Extract all of the entries and give them again, word for word.

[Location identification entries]
** begin **

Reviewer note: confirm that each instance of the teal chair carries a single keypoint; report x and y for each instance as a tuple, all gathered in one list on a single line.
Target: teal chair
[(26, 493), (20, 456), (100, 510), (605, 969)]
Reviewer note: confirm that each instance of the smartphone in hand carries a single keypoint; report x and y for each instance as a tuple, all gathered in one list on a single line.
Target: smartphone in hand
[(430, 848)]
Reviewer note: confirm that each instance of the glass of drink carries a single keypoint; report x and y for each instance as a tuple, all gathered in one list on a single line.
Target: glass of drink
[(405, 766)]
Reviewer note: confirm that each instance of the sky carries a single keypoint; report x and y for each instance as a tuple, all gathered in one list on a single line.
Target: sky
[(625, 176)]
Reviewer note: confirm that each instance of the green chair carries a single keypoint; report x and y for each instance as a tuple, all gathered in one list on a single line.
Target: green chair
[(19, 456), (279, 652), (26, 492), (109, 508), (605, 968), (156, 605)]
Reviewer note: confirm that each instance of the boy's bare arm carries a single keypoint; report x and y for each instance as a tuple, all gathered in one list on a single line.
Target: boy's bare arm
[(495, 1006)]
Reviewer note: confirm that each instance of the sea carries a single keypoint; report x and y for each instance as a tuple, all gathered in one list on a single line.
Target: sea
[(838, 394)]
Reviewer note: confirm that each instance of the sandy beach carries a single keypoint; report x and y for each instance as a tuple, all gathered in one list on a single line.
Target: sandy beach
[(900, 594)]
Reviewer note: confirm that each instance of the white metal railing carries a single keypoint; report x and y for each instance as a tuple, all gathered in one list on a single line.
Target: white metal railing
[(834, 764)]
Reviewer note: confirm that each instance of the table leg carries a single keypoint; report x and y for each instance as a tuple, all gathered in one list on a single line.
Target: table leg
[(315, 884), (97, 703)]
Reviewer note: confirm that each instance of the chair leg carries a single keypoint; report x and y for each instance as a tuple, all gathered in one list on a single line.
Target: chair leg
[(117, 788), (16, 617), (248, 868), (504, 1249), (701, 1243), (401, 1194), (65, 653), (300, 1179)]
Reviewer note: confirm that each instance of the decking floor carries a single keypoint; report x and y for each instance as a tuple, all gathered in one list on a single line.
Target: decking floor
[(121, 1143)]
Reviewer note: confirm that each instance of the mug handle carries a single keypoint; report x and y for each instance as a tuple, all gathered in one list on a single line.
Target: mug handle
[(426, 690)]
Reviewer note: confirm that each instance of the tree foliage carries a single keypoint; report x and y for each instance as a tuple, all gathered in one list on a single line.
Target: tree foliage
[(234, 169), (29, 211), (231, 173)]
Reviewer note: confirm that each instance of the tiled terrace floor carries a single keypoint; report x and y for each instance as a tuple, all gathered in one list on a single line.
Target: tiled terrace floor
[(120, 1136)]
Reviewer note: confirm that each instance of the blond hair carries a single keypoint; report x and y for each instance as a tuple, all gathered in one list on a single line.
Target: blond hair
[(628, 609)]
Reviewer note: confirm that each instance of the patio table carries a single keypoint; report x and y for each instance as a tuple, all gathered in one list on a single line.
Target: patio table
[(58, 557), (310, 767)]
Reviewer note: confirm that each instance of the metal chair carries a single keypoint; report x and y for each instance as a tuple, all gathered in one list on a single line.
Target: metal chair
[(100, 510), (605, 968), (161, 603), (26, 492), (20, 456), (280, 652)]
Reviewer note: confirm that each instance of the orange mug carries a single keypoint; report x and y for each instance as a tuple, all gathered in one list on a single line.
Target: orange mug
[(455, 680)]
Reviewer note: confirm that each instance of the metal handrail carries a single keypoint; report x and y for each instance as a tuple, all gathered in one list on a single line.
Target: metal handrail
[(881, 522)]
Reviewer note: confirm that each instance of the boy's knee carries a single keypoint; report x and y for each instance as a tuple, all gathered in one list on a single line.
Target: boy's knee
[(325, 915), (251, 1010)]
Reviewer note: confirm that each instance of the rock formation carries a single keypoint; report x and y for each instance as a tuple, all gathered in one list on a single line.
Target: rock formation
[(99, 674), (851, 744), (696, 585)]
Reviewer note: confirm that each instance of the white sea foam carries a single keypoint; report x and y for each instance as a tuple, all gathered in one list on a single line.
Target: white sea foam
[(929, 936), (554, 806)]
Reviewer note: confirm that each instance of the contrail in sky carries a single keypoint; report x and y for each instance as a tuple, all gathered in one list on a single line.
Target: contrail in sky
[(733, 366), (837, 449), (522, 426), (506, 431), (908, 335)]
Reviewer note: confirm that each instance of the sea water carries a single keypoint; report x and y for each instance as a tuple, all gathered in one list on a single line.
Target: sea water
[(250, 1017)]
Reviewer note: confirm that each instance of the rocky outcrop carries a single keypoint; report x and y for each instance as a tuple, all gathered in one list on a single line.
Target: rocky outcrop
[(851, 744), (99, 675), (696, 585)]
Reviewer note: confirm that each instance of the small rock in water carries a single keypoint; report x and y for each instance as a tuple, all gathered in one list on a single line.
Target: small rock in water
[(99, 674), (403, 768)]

** end **

Result of this task:
Reviewer note: confirm that each instance of the teal chair carries a single keypoint; report x and y for each instance as a tuple, all gathered in one list on a single line.
Target: teal chair
[(26, 493), (20, 456), (100, 510), (605, 969)]
Reviewer note: confirm that each instance of the smartphone in hand carries a single keypoint; report x and y for each instance as a tuple, all gathered in one list on a single line.
Target: smartphone in hand
[(430, 848)]
Reviewer note: confirm that each instance of the glass of drink carries a single keypoint; report x and y for each instance as a tuple, all gathered in one list on a single line.
Target: glass of drink
[(405, 766)]
Reviewer note: confirm that each instance of the sky carries a single keypoint; report x and y for each instance as a tuple, all gathered in one list on a single line.
Target: sky
[(625, 176)]
Reviewer note: confirm that each instance of the green chair carries a single keypoint; report x and y for each instance as a tuple, all gathered in one list on a single line.
Target: green chair
[(19, 456), (279, 652), (26, 492), (109, 508), (605, 968), (156, 605)]
Reviewer note: confirm that each instance of the boy's bare arm carries a single keypoint; report x and y for each instance as a tuple, all gathered in one list on a single line.
Target: boy's bare arm
[(495, 1006)]
Reviewer note: confirm that each instance of the sea carries a single keypoint; report x and y for each instance as a tuple, all gathered in one list on a single line.
Target: sea
[(838, 394)]
Reviewer note: confirm that each instance of the sandy beach carries a single keypoint; report x and y for each instance as a tuple, all gathered in one list on a single line.
Target: sandy beach
[(900, 594)]
Reviewer note: confirm that each instance of the white metal railing carries a single keypoint; report x and y for each instance as a tuple, all gathered in one list on a single line.
Target: white metal railing
[(834, 764)]
Reviewer note: confirm that each instance of the table leg carries a single keypoint; report x and y for each instance as a tuple, all gathered in one list on a single line.
Target: table leg
[(315, 884), (97, 703)]
Reviewer note: confirm that each instance of the chair leg carries a single keypoint; report x and y for each instance as a tuple, all gathered in one list on a single line.
Target: chair leg
[(117, 788), (16, 617), (248, 868), (504, 1249), (701, 1243), (401, 1194), (65, 653), (300, 1179)]
Reviewer note: confirm that each instance of the decking floor carries a single keypoint; report x and y for each instance as a tuple, all gathered in one list on a single line.
Target: decking floor
[(121, 1143)]
Reviewer note: confirm that each instance of the mug handle carries a single keypoint; report x and y for each instance as a tuple, all gathered in one list on a single line.
Target: mug handle
[(426, 690)]
Reviewer note: confirm that each instance of the tree foliage carries a single keypoint; report x and y for each instance as a tuple, all gathered in one list on a single line.
Target: tree foliage
[(234, 169), (29, 211), (231, 173)]
Reviewer note: confirm that each instance of the tiled terrace floor carries a single keypoint; report x and y for each instance as a tuple, all gathered in one list on a single line.
Target: tiled terrace floor
[(120, 1136)]
Reviewer note: confirm that each instance of the blond hair carries a single keypoint; report x and y for each instance as a tuple, all gathered in one list on a single line.
Target: blond hair
[(628, 609)]
Reviewer note: confirm that each instance of the patio table carries a single keypoint; report x and y for each instance as a tuple, all gathered in one list on a single line.
Target: patio table
[(58, 557), (310, 767)]
Reviewer note: confirm that each instance of the metal chair carries a single keypoint; report x and y for each instance as a tuple, all gathered in one list on a single line.
Target: metal chair
[(100, 510), (605, 968), (161, 603), (26, 492), (20, 456), (280, 652)]
Reviewer note: confirm that each instance of the orange mug carries a single keypoint; report x and y for each instance as a tuple, all gathered in one list on a single line.
Target: orange mug
[(455, 680)]
Reviewer note: confirm that each instance of the metal handrail carries a single keypoint; report x and y for each instance as a tuple, all gathered in one list on a single line.
Target: metal handrail
[(881, 522)]
Reviewer note: confirm that each instance of the boy's knee carries a single keypoint; report x and y for each instance as a tuple, all gathered in one list on a single line.
Target: boy's knee
[(325, 915), (251, 1010)]
Reviewer note: confirm that each instance of the rock formation carries a single keypoint; report x and y for each instance as a tuple, all gathered in one list on a single line.
Target: rock formation
[(99, 674), (851, 744), (696, 585)]
Reviewer note: confirm that each instance of the white sea foam carries a single keypoint; report x and y for each instance as a tuple, all gathered in one list on a single line.
Target: white sea foam
[(929, 936), (554, 806)]
Reviewer note: confirm that each instance of the contrail in sky carries a single keypoint; report x and y for each instance as a tuple, all gathered in one list on a single line.
Target: contrail in sky
[(733, 366), (837, 449), (522, 426), (506, 431), (908, 335)]
Reviewer note: confirm that each instance of the sea water carries a single keypoint; report x and y for each instance as a tuple, all gathered in one list on a single line.
Target: sea water
[(250, 1017)]
Reviewer note: confirm that each instance of the rocky outcrop carries a single keypoint; report x and y for each instance as a tuple, all gathered in one list on a single line.
Target: rocky outcrop
[(851, 744), (99, 675), (696, 585)]
Reviewer note: confirm that each instance of the small rock in water carries a single keypoint; report x and y for each instance as a tuple, all gathered in one list on a single line.
Target: small rock in water
[(99, 674), (403, 768)]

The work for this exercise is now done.